• **Goal of the exercise**
Find every line below that contains the word "lattice" and copy it out.

• **Data extract**
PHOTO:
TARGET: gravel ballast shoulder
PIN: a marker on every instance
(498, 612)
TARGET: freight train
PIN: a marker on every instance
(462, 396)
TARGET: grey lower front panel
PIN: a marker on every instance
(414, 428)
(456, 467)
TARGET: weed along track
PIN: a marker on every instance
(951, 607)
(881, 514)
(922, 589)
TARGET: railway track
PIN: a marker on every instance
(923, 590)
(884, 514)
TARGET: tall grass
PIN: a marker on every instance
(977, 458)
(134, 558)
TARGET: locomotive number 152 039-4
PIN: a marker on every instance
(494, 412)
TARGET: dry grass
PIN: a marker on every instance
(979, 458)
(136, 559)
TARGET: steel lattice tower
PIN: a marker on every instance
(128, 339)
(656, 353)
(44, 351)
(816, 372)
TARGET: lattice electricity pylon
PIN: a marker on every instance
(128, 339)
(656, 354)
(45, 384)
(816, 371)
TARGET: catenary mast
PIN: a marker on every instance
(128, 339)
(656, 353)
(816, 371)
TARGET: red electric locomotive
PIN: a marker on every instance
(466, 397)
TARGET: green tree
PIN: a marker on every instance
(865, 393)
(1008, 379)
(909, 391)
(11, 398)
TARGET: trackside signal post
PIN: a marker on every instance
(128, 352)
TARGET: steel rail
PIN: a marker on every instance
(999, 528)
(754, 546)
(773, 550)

• **Task response**
TARGET: steel lattice tower
TARGET: lattice electricity pylon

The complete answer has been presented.